Write the next few paragraphs of the news article about priests in the Diocese of Davenport livestreaming Masses during the COVID-19 pandemic, picking up after its final sentence; leave the listing aside.

> [Excerpt provided]:

>>>>

By Lindsay Steele
The Catholic Messenger
Like many priests, the suspension of public worship due to the COVID-19 pandemic left Father Bernie Weir feeling unsure of how to reach out to his flock. Celebrating liturgy with the faithful “is who and what we are,” said Father Weir, the pastor of St. James Parish in Washington. “Then, all of a sudden, what we do and what we are is not possible. I wasn’t finding myself in an identity crisis but more so wondering, ‘What do I do?’”
After seeing a Facebook live stream of diocesan priest Father Guillermo Trevino, Jr. celebrating Mass, Father Weir decided to reach out to his friend and learn how to do it himself. With each passing day, Father Weir has become more comfortable with the format and with his current limitations as a priest due to the pandemic. “I’m still celebrating with the community. I know they are there, it’s just that I can’t see them at the moment.”
Since the Diocese of Davenport announced the suspension of public Masses on March 16, more priests and deacons are turning to social media as a way to celebrate liturgy and pray with their parishioners.
Father Trevino, parochial vicar of St. Patrick Parish in Iowa City, St. Joseph Parish in West Liberty and St. Bernadette Parish in West Branch, was among the first priests in the diocese to use Facebook Live to stream Masses. Viewers can either watch and listen in real time or watch the video later. While it isn’t ideal — people watching cannot receive the Eucharist — feedback has been positive. “This is a strange time but we have to do (what we can),” he said.

<<<<

> [Recorded data]:
>>>>

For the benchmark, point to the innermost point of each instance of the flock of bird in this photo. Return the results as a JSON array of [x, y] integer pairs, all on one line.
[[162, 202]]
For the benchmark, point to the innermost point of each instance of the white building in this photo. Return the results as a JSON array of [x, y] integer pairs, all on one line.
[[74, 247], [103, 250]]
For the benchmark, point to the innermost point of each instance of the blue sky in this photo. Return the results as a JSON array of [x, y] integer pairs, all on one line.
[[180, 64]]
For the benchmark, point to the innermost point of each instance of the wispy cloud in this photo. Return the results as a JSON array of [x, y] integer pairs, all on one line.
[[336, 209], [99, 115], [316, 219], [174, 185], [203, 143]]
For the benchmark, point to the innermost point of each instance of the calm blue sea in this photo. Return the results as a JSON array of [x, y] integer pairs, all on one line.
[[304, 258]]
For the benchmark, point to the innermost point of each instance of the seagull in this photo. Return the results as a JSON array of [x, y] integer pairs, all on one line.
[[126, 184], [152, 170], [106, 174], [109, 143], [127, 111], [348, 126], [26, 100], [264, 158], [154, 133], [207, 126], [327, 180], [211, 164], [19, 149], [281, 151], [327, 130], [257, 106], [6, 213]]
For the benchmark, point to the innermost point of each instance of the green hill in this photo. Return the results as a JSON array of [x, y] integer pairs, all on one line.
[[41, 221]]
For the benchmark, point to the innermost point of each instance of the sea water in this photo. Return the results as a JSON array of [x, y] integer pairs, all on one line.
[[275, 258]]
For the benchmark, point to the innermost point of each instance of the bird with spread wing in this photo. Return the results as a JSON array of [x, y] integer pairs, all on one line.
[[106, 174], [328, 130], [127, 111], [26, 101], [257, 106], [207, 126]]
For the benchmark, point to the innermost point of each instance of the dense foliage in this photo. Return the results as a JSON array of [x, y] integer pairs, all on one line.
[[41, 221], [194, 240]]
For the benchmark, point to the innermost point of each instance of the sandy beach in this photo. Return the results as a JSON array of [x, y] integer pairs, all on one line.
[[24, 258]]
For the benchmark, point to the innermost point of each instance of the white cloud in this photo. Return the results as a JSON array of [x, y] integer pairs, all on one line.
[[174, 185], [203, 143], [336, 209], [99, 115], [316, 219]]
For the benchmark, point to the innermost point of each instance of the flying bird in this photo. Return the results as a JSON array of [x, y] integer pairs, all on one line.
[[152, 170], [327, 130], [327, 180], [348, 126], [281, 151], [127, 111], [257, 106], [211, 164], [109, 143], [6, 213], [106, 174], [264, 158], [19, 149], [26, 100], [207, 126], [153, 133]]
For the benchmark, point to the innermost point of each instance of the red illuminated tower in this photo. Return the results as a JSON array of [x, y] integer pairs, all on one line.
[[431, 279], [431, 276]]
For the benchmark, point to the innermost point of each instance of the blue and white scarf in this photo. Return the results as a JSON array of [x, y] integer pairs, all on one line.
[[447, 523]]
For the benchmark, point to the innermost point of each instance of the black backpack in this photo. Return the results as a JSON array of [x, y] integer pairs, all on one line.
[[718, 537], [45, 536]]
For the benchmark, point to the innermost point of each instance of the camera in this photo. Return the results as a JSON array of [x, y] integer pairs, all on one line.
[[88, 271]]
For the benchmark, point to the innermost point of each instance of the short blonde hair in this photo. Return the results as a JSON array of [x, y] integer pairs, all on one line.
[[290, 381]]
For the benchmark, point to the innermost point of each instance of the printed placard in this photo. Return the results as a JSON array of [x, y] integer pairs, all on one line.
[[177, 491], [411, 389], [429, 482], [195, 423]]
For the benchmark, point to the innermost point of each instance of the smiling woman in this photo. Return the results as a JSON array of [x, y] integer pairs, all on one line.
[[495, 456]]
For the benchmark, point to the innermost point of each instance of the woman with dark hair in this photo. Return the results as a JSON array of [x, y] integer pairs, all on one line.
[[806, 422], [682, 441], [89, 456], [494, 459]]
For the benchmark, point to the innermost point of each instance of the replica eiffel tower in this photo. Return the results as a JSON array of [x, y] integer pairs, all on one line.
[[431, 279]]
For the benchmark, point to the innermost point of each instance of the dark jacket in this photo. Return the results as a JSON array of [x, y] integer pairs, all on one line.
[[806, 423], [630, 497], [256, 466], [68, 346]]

<<<<

> [Reply to the task]:
Loxi Hopkins, a volunteer in the diocesan Social Action office, replied in the comment section of one of Father Trevino’s videos, “It was uplifting to be able to share Mass with you, even as a stream. Thanks for doing this.”
Erin Hagerman, a member of Our Lady of Victory Parish in Davenport, has watched Father Trevino’s Masses, as well as those celebrated by her pastor, Father Jake Greiner. “One thing I was worried about was missing Mass during this time. This has given me much comfort,” she said.
Several priests who live stream daily Masses observe that more people view the videos than attend under normal circumstances. They believe this is because people who work during the day can watch the videos online at any time.
Maureen Vasile, a member of St. Thomas More Parish in Coralville, appreciates priests such as her pastor, Father Chuck Adam, “for enabling us to go to Mass daily, even if it is from home.”
Diocesan technology director offers advice
Rob Butterworth, diocesan director of technology, said live streams are a great way for clergy to connect with their parishes. However, as more people are required to stay at home, more people will be using the internet for entertainment and work, which may lead to a slower signal. He recommends setting all live streams to “standard definition,” and making sure that people can still access the video after the live stream is done.